### THE TASK
The string "below" may appear in lines of the listing. Report each line where it does.

══ DATA IN THIS EXERCISE ══

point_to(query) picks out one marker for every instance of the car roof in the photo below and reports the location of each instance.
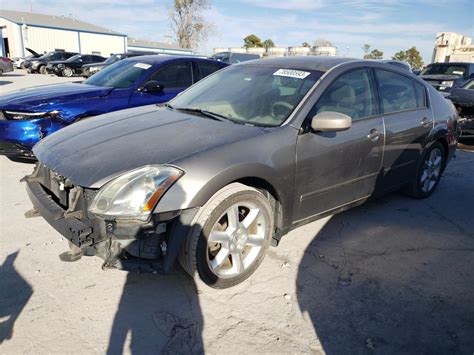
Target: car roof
(319, 63)
(160, 58)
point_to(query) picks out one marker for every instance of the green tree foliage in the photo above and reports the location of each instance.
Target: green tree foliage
(366, 49)
(411, 56)
(268, 43)
(252, 41)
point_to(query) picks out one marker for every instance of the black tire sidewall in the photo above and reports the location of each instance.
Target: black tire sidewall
(419, 193)
(204, 271)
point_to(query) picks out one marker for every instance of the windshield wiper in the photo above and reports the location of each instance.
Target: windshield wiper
(209, 114)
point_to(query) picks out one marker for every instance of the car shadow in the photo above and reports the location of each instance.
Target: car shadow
(14, 295)
(157, 314)
(391, 276)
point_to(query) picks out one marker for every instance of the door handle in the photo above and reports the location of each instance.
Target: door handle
(374, 135)
(425, 122)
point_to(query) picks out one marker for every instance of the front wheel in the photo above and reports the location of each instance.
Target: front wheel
(67, 72)
(229, 238)
(429, 171)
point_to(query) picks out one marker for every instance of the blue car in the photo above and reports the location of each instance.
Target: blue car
(28, 115)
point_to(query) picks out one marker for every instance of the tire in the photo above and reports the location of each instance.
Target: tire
(67, 72)
(429, 171)
(200, 258)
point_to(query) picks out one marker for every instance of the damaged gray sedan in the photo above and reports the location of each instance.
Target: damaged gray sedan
(237, 161)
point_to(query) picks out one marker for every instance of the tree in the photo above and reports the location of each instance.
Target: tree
(400, 56)
(375, 54)
(366, 49)
(187, 22)
(411, 56)
(268, 43)
(252, 41)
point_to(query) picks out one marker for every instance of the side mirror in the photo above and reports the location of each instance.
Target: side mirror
(151, 86)
(331, 122)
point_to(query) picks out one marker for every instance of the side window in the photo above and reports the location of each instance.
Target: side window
(397, 92)
(420, 95)
(351, 94)
(207, 68)
(175, 75)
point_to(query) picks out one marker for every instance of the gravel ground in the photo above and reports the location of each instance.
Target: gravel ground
(392, 276)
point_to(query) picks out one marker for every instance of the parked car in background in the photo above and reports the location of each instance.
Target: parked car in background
(463, 99)
(38, 65)
(234, 58)
(6, 65)
(73, 65)
(445, 76)
(238, 160)
(90, 69)
(20, 62)
(28, 115)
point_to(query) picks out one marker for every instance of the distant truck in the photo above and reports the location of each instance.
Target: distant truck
(445, 76)
(234, 58)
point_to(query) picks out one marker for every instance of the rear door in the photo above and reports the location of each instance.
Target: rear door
(174, 77)
(408, 122)
(337, 168)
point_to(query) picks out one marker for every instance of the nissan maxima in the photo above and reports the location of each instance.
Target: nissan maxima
(223, 171)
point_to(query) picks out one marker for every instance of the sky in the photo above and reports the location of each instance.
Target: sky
(388, 25)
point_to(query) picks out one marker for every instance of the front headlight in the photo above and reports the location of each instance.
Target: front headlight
(136, 193)
(447, 83)
(18, 115)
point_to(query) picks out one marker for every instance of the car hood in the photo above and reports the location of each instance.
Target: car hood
(440, 77)
(42, 97)
(92, 152)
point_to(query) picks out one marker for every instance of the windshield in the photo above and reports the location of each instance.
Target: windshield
(120, 75)
(74, 58)
(257, 95)
(113, 58)
(444, 69)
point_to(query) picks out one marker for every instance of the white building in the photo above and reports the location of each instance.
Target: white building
(44, 33)
(453, 47)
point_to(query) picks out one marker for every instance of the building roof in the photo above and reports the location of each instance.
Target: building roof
(320, 63)
(134, 42)
(49, 21)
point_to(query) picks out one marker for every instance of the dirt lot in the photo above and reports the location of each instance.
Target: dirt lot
(392, 276)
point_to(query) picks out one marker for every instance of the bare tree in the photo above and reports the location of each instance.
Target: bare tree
(187, 22)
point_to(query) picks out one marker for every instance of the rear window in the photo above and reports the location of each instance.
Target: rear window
(397, 92)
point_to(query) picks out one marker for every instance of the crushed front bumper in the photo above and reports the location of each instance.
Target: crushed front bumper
(131, 245)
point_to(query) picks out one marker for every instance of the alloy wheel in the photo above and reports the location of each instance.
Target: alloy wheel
(431, 170)
(236, 239)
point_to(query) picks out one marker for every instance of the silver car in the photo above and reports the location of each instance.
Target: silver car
(223, 171)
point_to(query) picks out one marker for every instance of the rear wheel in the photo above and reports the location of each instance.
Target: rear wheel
(67, 72)
(230, 237)
(429, 171)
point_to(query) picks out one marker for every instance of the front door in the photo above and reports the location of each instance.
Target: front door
(336, 168)
(174, 77)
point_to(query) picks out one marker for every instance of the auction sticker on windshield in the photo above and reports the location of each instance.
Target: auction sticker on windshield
(298, 74)
(142, 65)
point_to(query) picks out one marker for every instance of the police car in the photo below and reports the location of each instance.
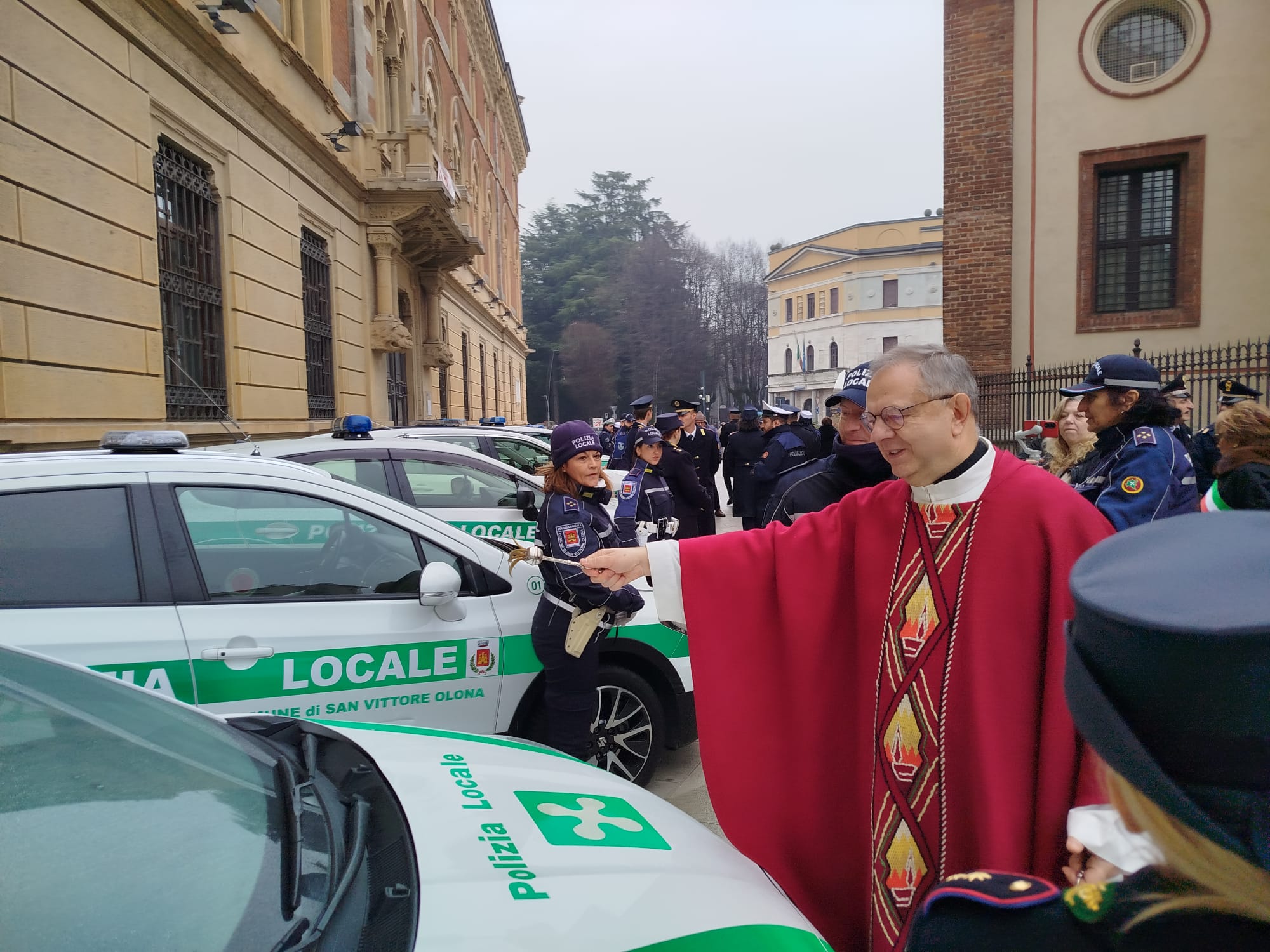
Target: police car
(247, 585)
(131, 822)
(464, 486)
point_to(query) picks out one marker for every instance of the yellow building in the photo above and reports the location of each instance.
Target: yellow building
(277, 216)
(839, 300)
(1104, 177)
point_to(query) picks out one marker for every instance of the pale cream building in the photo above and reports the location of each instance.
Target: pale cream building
(276, 216)
(839, 300)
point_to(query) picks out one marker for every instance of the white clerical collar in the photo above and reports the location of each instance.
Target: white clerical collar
(966, 488)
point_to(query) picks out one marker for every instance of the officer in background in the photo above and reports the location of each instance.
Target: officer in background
(1205, 453)
(645, 498)
(1179, 398)
(1142, 473)
(1173, 697)
(573, 524)
(623, 458)
(783, 451)
(745, 450)
(730, 428)
(693, 505)
(702, 445)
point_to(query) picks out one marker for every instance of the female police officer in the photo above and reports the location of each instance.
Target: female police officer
(1173, 697)
(645, 496)
(575, 524)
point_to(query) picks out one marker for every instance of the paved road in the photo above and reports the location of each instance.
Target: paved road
(679, 779)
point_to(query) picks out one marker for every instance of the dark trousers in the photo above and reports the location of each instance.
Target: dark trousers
(570, 692)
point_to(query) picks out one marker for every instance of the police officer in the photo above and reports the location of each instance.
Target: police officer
(693, 505)
(573, 522)
(783, 451)
(703, 446)
(645, 498)
(1142, 473)
(623, 458)
(745, 450)
(1166, 691)
(1205, 453)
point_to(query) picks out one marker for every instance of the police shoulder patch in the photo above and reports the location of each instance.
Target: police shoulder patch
(572, 539)
(995, 889)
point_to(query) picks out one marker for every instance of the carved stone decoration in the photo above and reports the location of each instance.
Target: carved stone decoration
(434, 354)
(388, 333)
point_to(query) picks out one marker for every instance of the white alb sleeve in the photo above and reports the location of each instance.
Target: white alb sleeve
(664, 565)
(1103, 832)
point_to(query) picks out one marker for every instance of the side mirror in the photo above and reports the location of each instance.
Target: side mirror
(525, 503)
(439, 590)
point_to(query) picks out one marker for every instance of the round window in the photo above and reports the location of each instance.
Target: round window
(1136, 48)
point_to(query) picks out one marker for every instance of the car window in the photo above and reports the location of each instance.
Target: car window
(369, 474)
(70, 546)
(525, 456)
(264, 544)
(445, 486)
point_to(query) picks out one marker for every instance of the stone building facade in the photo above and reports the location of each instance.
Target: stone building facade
(256, 223)
(1103, 177)
(839, 300)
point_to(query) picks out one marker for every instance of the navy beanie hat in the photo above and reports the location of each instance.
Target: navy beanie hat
(571, 439)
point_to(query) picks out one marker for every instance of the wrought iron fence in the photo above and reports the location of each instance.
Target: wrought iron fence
(1029, 394)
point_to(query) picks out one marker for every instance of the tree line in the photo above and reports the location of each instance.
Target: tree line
(622, 300)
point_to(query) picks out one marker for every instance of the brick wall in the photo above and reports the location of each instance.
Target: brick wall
(979, 180)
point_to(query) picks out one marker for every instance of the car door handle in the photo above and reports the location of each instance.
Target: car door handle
(224, 654)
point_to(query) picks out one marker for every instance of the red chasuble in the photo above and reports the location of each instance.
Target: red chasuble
(881, 694)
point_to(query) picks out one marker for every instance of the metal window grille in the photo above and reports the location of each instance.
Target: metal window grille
(1145, 44)
(468, 380)
(399, 389)
(1136, 267)
(319, 337)
(190, 286)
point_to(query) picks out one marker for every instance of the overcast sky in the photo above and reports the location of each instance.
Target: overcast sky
(755, 120)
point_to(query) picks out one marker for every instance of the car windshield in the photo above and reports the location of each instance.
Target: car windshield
(129, 822)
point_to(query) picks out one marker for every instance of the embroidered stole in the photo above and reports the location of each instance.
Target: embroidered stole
(909, 798)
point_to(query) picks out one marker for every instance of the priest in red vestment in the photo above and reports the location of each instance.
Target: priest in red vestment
(860, 748)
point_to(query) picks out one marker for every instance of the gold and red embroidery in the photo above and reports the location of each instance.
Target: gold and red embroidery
(918, 651)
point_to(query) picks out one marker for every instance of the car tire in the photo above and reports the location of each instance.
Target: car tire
(633, 758)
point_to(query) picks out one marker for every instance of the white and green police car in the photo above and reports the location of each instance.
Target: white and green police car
(464, 486)
(131, 822)
(248, 585)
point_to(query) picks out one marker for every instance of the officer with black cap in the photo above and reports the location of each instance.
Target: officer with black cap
(783, 451)
(1205, 451)
(745, 450)
(1174, 699)
(1142, 473)
(646, 505)
(623, 458)
(703, 446)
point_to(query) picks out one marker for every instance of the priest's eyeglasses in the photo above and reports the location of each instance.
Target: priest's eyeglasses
(895, 416)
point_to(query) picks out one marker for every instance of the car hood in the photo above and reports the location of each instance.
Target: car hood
(521, 847)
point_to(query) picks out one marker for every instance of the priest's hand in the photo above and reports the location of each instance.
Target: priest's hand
(1084, 866)
(614, 568)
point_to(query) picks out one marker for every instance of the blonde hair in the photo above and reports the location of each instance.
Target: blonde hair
(1220, 882)
(1062, 458)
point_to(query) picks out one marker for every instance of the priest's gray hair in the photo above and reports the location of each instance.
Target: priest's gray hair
(939, 369)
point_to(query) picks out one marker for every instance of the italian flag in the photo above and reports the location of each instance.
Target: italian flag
(1213, 502)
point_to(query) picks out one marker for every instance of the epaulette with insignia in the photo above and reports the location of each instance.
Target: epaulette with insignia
(1090, 902)
(995, 889)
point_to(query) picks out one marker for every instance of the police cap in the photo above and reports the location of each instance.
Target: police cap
(1231, 392)
(1170, 691)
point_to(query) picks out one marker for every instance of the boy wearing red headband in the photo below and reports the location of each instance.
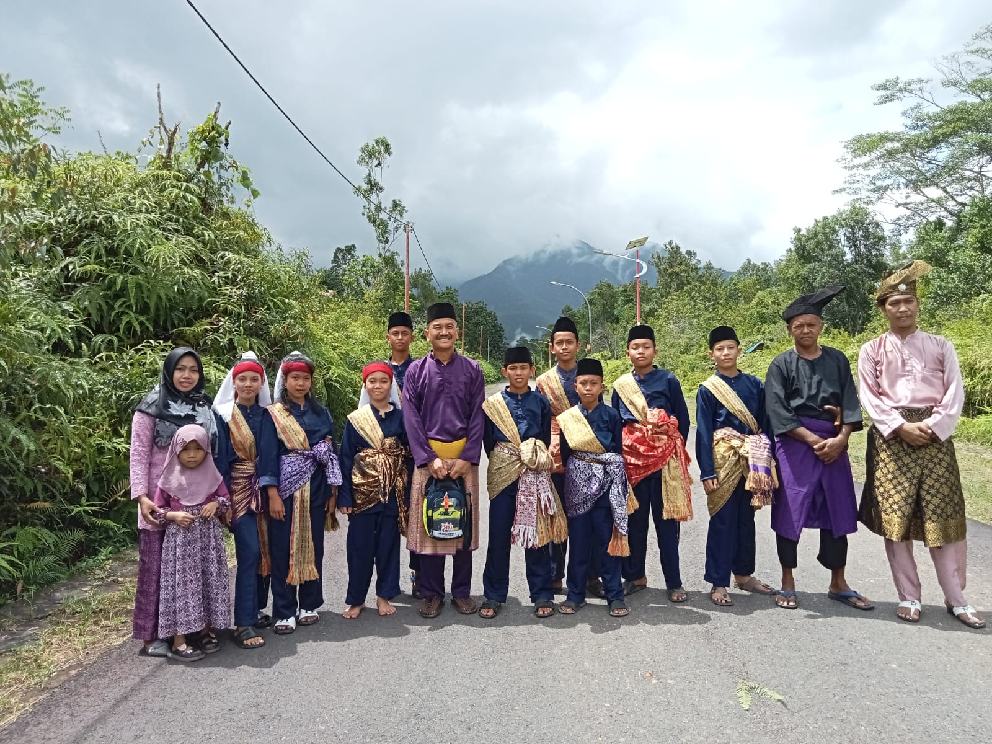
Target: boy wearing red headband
(375, 467)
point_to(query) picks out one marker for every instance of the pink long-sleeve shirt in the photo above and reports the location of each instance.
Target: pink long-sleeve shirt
(913, 372)
(147, 462)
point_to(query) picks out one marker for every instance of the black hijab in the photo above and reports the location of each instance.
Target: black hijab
(171, 408)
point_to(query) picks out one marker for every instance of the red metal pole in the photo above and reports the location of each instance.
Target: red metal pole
(637, 289)
(406, 288)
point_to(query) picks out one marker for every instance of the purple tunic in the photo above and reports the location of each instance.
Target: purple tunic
(444, 402)
(812, 494)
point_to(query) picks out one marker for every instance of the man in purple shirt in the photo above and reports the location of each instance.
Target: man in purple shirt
(442, 411)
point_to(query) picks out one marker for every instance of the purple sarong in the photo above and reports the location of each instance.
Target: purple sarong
(812, 494)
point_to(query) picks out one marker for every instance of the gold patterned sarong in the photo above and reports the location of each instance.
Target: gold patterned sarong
(737, 455)
(913, 493)
(379, 470)
(245, 493)
(539, 517)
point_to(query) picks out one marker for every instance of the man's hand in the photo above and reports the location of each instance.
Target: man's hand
(181, 518)
(459, 468)
(277, 510)
(915, 435)
(438, 468)
(830, 449)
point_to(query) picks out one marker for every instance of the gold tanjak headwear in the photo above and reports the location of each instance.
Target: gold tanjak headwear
(902, 281)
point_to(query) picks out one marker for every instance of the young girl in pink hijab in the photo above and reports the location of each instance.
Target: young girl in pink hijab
(194, 592)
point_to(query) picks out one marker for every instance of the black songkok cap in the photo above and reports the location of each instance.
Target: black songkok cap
(517, 355)
(565, 324)
(640, 332)
(441, 310)
(589, 366)
(723, 333)
(812, 304)
(400, 319)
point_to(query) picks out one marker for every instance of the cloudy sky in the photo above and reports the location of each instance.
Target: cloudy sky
(515, 125)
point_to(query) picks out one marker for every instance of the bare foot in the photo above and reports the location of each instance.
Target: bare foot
(352, 612)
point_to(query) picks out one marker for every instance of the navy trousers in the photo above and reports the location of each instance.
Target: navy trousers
(309, 595)
(590, 534)
(730, 539)
(539, 563)
(649, 503)
(373, 541)
(251, 590)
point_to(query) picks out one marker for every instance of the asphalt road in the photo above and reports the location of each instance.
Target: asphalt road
(665, 673)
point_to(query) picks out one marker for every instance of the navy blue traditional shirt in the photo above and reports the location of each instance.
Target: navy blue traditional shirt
(316, 422)
(532, 414)
(711, 415)
(661, 390)
(391, 423)
(264, 431)
(606, 425)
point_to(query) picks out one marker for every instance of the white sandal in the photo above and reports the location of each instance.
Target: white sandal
(913, 605)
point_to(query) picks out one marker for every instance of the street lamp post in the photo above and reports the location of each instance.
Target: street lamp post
(642, 269)
(545, 328)
(588, 308)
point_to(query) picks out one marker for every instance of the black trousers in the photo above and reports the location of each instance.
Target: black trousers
(832, 555)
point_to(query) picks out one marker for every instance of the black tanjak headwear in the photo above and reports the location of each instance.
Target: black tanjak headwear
(517, 355)
(723, 333)
(589, 366)
(565, 324)
(400, 319)
(640, 332)
(812, 304)
(441, 310)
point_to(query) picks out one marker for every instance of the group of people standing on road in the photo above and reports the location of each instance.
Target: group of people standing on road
(572, 481)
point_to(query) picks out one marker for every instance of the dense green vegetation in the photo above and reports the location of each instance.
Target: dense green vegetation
(108, 260)
(934, 174)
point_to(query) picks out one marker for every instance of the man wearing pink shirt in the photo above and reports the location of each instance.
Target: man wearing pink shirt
(912, 389)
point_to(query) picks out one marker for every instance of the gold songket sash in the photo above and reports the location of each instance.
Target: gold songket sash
(737, 455)
(539, 517)
(379, 470)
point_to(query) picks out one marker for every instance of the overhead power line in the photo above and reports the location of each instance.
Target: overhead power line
(304, 135)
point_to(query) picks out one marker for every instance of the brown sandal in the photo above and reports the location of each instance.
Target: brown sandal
(430, 607)
(465, 605)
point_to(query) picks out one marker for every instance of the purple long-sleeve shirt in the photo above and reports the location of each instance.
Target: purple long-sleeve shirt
(444, 402)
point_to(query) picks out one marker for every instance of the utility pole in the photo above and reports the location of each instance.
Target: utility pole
(406, 286)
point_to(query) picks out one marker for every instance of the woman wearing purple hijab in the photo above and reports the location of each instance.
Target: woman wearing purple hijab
(812, 405)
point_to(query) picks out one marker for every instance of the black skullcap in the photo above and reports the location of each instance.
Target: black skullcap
(812, 304)
(589, 366)
(723, 333)
(640, 332)
(441, 310)
(400, 319)
(517, 355)
(565, 324)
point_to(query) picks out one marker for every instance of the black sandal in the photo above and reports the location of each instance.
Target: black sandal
(241, 638)
(493, 607)
(618, 608)
(264, 621)
(185, 653)
(545, 605)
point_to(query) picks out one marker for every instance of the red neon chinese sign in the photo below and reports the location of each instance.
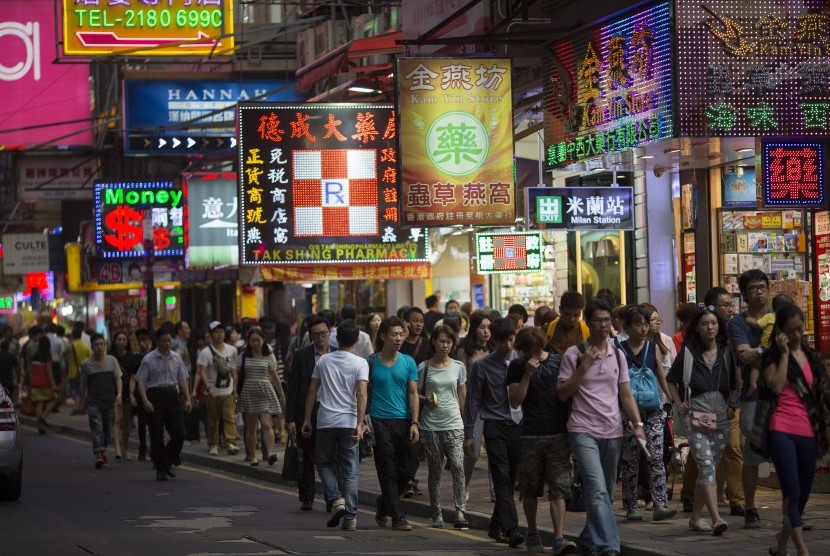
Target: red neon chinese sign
(793, 174)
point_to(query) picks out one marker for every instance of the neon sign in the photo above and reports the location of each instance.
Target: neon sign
(793, 174)
(497, 253)
(609, 88)
(128, 213)
(318, 183)
(132, 28)
(749, 69)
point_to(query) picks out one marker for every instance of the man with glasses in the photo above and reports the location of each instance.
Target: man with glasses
(746, 342)
(567, 330)
(299, 380)
(731, 464)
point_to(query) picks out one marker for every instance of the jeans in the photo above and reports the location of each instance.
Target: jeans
(597, 460)
(501, 439)
(795, 461)
(100, 425)
(338, 445)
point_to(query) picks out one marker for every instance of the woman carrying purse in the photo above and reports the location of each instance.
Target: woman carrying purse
(705, 408)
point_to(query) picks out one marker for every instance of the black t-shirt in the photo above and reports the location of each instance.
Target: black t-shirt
(8, 364)
(544, 413)
(420, 351)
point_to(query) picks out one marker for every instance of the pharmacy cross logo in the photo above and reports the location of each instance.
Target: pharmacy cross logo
(457, 143)
(335, 193)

═══

### RESULT
point_to(query) picks out one marker for every instance of the car roof in the photo below and reports the location of each instance.
point_to(query) picks out one marker for every instance of the police car in the photo below and reports the location of each instance.
point_to(query) picks out one marker for every instance of the boy wearing red headband in the photo below and reports the location of each instance.
point_to(query) picks out one marker for every instance of the red neon chinese sign in the photo below and reports the location of each instance.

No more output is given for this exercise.